● Requirements
Would you retype all of these records exactly?

● Stored items
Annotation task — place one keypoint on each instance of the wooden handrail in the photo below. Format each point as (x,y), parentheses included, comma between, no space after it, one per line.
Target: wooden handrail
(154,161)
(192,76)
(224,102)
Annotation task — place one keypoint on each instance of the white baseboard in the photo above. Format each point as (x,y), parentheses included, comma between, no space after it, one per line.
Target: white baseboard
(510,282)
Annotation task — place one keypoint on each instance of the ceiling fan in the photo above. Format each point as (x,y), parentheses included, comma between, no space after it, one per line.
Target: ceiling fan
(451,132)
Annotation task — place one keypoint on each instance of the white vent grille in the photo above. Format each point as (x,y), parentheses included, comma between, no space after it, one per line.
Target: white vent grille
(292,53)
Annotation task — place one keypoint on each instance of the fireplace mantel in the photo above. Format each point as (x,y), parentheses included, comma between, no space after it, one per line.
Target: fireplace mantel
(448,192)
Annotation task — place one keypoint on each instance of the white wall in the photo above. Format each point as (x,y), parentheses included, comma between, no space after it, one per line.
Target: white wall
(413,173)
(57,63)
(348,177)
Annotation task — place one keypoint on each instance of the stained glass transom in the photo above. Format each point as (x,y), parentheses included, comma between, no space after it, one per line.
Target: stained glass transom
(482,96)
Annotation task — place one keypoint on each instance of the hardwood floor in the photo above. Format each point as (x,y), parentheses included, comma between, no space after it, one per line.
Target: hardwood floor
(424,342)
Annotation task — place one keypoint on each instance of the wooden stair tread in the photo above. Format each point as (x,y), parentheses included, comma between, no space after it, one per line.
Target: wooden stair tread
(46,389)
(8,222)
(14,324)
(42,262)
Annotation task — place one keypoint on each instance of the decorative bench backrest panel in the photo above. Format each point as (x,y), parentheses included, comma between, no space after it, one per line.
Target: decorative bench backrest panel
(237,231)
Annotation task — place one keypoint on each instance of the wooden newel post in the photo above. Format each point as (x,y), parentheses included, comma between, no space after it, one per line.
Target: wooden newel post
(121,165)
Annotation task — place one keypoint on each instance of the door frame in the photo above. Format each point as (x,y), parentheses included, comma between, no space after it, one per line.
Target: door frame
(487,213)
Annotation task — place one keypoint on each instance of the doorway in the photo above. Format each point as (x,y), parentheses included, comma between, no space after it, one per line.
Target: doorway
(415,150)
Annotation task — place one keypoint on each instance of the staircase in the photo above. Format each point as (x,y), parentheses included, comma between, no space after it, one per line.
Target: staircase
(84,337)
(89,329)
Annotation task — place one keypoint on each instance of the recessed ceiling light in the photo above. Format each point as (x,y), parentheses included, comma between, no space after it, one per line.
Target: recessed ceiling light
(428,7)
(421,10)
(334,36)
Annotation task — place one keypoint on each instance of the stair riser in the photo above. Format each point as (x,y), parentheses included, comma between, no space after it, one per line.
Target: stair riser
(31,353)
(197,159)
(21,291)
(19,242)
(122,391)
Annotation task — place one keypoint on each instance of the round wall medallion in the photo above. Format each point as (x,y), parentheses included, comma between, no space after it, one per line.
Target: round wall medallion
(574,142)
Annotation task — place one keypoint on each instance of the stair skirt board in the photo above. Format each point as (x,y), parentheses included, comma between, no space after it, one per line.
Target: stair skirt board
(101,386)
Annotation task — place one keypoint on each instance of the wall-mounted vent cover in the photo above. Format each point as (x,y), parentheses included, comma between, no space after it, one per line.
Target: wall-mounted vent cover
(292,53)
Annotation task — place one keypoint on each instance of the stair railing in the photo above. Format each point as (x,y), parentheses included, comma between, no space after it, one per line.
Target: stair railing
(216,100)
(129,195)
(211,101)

● Result
Annotation task — place one keypoint on each instance of the wooden handrail in the photo below. Format each point as (x,y), parentheses included, comma between, no space after it, one per line.
Target: wooden handrail
(154,161)
(192,76)
(224,102)
Annotation task — place one keypoint on each instance of the white baseboard in the photo above. Format each point as (x,y), parentheses included, comma between, no space after it, one per line.
Target: white baseboard
(510,282)
Annotation task — place one keypoint on each instance of the ceiling fan in the photo above. Format each point as (x,y), parentheses included, comma between, no space after it, one per line.
Target: ceiling fan
(451,132)
Annotation task — place one keypoint on each instance of the white vent grille in the photo above. Format each point as (x,y), parentheses included, comma between, no space after it, one per line.
Target: white vent grille
(292,53)
Annotation task — place one keypoint on each instance of the fireplace mantel in the photo above. Format each point as (x,y), parentheses included, comma between, no space after it, one per line.
Target: fireplace mantel
(448,192)
Annotation task — place one keypoint on each instance of the white wall in the photo above. Format each point as (x,y), parentheses included, comma between, no space after it, one per line.
Target: white wall
(413,173)
(57,63)
(348,177)
Annotation task — place one keypoint on each instance of the stained glass transom in the photo above. Format each point as (x,y), parentheses included, comma between, no space after it, one per line.
Target: stained glass transom
(482,96)
Annotation task — place one keypoint on each instance of the hardwood floor in the photo above. Format each point as (x,y), parentheses included, comma between, no space after it, one per line.
Target: hardwood floor
(424,342)
Annotation task — place one keypoint on each instance of the wooden stair tread in the photo above. Format each point as (x,y), parentheses included, comma between, no space after it, one per line.
Target: wooden stair tread
(46,389)
(8,222)
(14,324)
(42,262)
Annotation task — place one keypoint on each instance of the decorative bench backrest panel in the photo above. Format each point as (x,y), parentheses included, comma between, no space after it, one per line.
Target: decorative bench backrest panel
(237,231)
Annotation task — place one keypoint on each instance of the wooden newel post in the photo above. Format each point as (x,y), parentheses included, comma between, no space after it, one per line.
Target: wooden newel post
(121,165)
Annotation task — place one keypoint on each instance of the door frame in the photo above. Format each point as (x,y), parentheses included, comma between, no space after it, one per line.
Target: door frame
(487,213)
Annotation task — place one keypoint on each instance of the doorway in the photo above. Format each point as (x,y), parentheses included, comma between, no space after it, one per line.
Target: doorway
(415,150)
Annotation task — place one keypoint on each instance of the staircase in the photo above. Format each point as (x,y), parentheses included, comma between, no space after it, one per line.
Target: staircase
(84,337)
(89,329)
Annotation task — place one keypoint on each instance of the recessed ceiling light in the photo above. Format each point as (x,y), parentheses included, comma between, no space after it, one per line.
Target: recessed ceiling light
(428,7)
(421,10)
(334,36)
Annotation task — place one keypoint on each instance of the stair riser in the photo above. Format each point as (x,y), parentheses included, comma between, no space after it, one per line.
Target: stair riser
(31,353)
(197,159)
(21,291)
(19,242)
(122,391)
Annotation task — place one keypoint on each instance of the round wall medallion in the photo above. Format each point as (x,y), parentheses included, comma between, no space after it, one per line.
Target: round wall medallion
(574,142)
Annotation task — place one keypoint on each instance of the stair skirt board in the photo above. Format each point as (x,y), parentheses included, comma between, no space after it, one per line.
Target: stair skirt board
(101,386)
Annotation task — place one keypoint on each instance of the wall-mounted vent cover in the photo above. Format each point as (x,y), parentheses included, comma between, no space after it, one per line.
Target: wall-mounted vent cover
(292,53)
Annotation task — place one keypoint on each instance of the stair railing in the photo above. Format each point as (x,y), parentheses included, comma between, no space after it, one per line.
Target: stair railing
(216,100)
(129,195)
(211,101)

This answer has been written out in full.